__What needs to be done__. Please repeat exactly the line containing "Pick out each instance of the hardwood" and each line after it in the records below, through the last.

(Supplied data Opens)

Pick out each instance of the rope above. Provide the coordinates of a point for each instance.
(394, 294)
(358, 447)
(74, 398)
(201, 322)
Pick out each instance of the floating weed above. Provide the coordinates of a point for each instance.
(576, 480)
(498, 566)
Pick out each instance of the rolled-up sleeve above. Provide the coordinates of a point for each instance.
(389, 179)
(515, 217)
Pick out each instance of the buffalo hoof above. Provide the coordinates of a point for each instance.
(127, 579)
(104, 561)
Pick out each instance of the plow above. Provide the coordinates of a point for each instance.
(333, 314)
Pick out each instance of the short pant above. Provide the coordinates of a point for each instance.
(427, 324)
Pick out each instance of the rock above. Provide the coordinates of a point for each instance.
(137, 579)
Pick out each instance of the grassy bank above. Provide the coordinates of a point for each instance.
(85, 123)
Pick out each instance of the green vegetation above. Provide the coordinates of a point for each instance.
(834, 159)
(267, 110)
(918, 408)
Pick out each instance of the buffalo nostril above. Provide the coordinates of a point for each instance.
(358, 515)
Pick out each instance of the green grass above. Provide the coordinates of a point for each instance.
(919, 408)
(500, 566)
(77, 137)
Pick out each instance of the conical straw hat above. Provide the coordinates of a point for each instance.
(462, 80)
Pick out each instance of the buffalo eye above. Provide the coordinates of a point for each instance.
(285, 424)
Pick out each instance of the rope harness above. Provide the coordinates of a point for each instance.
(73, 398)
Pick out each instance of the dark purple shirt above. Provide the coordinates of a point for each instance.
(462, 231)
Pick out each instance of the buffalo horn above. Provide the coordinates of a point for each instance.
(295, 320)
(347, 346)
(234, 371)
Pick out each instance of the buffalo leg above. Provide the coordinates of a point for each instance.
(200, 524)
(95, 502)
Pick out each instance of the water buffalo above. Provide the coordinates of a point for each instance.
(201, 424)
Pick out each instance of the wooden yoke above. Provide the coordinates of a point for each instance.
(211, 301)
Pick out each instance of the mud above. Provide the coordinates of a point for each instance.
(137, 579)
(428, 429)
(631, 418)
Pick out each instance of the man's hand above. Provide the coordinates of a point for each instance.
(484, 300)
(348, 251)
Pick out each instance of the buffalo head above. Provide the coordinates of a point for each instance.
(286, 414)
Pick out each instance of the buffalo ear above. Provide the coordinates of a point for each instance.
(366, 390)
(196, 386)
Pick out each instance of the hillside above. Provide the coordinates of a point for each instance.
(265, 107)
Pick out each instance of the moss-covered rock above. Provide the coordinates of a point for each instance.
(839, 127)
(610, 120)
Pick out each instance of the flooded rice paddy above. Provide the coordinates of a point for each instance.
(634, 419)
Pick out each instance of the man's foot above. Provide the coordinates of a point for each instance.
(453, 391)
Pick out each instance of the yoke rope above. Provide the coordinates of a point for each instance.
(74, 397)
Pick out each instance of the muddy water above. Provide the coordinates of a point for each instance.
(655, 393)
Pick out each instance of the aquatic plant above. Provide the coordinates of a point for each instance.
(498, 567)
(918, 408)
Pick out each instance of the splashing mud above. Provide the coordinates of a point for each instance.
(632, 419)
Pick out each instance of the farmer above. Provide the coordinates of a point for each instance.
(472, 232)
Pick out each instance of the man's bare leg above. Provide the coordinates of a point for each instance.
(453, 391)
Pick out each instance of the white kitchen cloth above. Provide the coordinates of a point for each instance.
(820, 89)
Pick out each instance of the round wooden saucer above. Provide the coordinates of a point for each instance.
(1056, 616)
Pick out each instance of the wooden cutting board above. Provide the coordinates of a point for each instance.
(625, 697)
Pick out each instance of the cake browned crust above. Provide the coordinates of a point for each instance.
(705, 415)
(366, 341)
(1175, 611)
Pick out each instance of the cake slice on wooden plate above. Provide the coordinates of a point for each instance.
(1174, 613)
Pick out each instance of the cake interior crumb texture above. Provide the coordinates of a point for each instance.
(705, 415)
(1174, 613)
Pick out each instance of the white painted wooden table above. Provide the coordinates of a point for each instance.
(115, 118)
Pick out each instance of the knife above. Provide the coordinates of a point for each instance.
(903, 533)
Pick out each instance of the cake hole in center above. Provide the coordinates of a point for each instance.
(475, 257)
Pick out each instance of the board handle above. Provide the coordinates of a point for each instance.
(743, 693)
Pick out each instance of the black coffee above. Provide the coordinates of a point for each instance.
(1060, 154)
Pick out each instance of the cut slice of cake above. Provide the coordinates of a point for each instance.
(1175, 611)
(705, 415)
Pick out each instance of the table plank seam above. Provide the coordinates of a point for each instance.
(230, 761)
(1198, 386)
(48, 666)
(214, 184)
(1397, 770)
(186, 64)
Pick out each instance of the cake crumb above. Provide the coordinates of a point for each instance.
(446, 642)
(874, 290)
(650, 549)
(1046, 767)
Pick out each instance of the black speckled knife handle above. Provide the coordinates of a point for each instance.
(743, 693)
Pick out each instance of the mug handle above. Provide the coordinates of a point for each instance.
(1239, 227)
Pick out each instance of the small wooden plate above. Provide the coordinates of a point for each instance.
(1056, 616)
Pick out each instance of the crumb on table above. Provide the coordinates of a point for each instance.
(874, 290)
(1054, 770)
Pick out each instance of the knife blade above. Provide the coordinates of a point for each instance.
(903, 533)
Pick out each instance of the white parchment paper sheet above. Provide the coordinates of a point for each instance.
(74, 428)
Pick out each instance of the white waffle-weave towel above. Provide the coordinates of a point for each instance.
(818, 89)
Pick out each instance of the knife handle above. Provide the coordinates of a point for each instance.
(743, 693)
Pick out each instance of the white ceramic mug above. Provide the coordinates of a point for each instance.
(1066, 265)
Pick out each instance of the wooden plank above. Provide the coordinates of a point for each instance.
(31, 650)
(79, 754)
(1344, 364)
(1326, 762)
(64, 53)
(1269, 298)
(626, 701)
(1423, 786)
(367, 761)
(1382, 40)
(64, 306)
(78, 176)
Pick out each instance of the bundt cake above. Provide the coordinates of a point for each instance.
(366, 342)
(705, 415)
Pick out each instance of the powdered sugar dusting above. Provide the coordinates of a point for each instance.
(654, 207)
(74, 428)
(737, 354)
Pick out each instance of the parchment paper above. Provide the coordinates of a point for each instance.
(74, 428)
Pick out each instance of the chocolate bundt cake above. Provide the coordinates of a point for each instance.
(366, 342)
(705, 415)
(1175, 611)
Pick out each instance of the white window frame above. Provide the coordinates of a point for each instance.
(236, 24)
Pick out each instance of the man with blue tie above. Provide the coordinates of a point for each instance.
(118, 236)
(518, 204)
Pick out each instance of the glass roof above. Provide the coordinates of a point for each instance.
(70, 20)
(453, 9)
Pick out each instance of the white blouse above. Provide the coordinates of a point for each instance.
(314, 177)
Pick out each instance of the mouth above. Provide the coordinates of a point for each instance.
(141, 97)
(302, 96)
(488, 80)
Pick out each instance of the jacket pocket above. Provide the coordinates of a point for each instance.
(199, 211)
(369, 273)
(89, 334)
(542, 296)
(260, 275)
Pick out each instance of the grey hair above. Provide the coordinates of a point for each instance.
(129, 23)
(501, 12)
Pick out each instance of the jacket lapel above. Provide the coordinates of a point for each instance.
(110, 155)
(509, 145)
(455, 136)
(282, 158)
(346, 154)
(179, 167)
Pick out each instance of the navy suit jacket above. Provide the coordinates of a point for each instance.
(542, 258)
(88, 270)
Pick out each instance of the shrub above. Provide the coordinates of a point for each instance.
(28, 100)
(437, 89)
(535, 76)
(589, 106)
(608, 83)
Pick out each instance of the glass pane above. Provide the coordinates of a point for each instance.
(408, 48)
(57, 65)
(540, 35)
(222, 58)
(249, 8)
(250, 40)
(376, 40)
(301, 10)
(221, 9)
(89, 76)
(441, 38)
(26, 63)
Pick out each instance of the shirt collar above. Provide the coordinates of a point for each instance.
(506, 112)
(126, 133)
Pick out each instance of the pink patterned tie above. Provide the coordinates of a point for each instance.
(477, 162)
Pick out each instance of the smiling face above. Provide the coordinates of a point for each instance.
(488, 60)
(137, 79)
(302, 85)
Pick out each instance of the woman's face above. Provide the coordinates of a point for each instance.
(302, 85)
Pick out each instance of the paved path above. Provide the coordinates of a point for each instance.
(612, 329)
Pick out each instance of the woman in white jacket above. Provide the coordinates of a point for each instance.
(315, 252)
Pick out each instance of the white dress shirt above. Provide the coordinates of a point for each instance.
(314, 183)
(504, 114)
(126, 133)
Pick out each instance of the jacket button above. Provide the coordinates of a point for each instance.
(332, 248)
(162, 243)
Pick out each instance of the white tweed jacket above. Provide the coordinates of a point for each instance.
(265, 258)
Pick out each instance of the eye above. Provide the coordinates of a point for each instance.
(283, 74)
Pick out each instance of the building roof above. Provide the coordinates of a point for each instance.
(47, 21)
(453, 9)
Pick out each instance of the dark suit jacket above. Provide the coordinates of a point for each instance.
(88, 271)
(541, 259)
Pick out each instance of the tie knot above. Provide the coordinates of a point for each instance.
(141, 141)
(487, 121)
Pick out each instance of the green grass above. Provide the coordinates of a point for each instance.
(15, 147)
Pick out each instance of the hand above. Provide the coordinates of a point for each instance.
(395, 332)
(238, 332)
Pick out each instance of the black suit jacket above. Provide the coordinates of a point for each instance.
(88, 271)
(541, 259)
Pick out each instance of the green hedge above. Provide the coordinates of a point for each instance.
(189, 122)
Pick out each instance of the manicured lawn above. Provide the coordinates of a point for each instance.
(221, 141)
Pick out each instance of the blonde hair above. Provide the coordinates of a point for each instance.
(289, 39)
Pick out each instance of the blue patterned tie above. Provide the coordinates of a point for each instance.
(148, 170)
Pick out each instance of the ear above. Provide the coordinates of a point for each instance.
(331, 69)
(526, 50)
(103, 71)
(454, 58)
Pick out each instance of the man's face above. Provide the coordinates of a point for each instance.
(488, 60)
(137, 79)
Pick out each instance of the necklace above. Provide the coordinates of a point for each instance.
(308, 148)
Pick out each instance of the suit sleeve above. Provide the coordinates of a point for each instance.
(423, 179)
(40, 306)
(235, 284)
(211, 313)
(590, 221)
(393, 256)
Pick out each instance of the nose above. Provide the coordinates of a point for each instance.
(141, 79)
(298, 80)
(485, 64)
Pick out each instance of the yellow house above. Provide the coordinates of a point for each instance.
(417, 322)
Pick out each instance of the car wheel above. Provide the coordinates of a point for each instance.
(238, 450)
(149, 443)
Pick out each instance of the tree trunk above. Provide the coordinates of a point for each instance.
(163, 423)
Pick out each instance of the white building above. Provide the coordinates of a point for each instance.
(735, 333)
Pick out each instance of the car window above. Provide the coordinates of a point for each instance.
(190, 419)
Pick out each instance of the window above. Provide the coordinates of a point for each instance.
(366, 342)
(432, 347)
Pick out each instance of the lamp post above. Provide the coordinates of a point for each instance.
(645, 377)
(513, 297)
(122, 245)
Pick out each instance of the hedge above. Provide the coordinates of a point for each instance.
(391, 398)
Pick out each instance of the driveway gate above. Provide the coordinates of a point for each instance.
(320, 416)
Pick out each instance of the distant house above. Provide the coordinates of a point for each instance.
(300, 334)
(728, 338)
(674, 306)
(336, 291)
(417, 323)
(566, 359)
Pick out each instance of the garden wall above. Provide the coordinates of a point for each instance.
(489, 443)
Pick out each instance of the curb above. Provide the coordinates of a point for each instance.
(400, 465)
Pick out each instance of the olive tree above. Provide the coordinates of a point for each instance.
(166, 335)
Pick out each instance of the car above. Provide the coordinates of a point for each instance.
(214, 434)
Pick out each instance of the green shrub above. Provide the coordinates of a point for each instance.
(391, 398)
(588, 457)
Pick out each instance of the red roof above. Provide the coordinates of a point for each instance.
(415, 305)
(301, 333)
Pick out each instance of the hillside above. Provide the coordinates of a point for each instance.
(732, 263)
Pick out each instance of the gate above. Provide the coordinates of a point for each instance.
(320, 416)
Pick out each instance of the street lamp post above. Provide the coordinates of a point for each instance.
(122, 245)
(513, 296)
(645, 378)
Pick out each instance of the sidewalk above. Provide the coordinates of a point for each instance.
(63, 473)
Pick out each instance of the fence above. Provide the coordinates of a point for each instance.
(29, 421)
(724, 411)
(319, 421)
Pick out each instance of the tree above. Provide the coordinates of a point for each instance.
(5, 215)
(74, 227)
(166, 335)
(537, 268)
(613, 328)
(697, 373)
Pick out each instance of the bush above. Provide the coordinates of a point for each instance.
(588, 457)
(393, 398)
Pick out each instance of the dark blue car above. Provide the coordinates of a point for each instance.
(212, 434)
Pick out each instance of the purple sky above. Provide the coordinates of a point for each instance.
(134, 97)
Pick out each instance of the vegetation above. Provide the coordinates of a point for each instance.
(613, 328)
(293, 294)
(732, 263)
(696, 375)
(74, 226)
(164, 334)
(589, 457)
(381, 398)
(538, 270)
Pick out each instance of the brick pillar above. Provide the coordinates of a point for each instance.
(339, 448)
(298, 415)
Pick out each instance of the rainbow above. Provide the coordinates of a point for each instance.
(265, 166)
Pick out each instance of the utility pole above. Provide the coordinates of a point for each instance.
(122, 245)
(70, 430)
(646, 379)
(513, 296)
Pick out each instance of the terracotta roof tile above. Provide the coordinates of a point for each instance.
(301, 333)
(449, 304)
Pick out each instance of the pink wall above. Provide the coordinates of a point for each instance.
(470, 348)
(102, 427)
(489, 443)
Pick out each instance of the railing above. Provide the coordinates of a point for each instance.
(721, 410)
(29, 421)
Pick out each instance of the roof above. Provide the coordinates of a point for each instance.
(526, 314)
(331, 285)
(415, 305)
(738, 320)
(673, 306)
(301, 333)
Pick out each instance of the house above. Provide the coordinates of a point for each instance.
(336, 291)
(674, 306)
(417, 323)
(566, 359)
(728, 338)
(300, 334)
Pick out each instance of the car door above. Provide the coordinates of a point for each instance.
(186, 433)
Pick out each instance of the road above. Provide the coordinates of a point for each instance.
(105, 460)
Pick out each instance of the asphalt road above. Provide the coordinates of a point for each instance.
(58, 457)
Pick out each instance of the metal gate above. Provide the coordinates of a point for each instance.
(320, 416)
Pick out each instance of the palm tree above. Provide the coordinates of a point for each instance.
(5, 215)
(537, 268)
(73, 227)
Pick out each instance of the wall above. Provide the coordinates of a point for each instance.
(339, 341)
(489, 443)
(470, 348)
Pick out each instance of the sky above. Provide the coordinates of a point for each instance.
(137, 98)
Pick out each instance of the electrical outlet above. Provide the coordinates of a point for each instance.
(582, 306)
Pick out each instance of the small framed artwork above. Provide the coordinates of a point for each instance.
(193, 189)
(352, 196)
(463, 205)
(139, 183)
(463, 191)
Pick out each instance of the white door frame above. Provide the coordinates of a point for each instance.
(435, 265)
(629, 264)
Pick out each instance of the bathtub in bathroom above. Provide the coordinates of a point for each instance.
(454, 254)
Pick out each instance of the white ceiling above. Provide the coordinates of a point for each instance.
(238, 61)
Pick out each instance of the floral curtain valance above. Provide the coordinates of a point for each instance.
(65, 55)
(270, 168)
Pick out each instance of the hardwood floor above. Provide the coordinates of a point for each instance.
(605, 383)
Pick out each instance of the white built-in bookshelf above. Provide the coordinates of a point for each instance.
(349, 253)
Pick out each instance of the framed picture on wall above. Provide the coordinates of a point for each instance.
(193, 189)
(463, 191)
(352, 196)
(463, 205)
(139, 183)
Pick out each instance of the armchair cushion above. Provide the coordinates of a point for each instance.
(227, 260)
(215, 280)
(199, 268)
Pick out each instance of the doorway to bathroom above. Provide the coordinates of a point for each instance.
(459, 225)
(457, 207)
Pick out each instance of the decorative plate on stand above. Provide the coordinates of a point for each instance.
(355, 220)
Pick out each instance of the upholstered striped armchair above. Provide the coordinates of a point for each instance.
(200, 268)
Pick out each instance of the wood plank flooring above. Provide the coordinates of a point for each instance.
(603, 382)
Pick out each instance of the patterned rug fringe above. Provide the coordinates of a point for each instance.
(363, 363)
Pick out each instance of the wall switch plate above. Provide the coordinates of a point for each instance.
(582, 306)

(Supplied data Closes)

__Output of the exercise__.
Pick out each instance of the hardwood floor above. Provide the coordinates of a point for each instance.
(605, 383)
Pick out each instance of the white built-in bookshelf above. Provide the coordinates of a point for each instance.
(349, 253)
Pick out each instance of the framed picture on wall above. Provide the coordinates of a point for each instance.
(193, 189)
(463, 191)
(352, 196)
(463, 205)
(139, 183)
Pick out each instance of the armchair cushion above. Provide the coordinates of a point for each instance.
(227, 260)
(215, 280)
(199, 268)
Pick out each instance of the doorway to bathroom above. Provide the coordinates of a point for each instance.
(459, 225)
(457, 207)
Pick out each instance of the decorative plate on stand above. Provide the coordinates of a point for each instance.
(355, 220)
Pick out each instance of the upholstered striped armchair above. Provide the coordinates of a point for each instance.
(200, 268)
Pick out each instance of the wood plank flooring above. Provide the coordinates of a point for each instance.
(603, 382)
Pick out each instance of the patterned rug fringe above. Provide the coordinates of a point for each instance.
(363, 363)
Pick out each instance of the wall switch plate above. Provide the coordinates of a point for each instance.
(582, 306)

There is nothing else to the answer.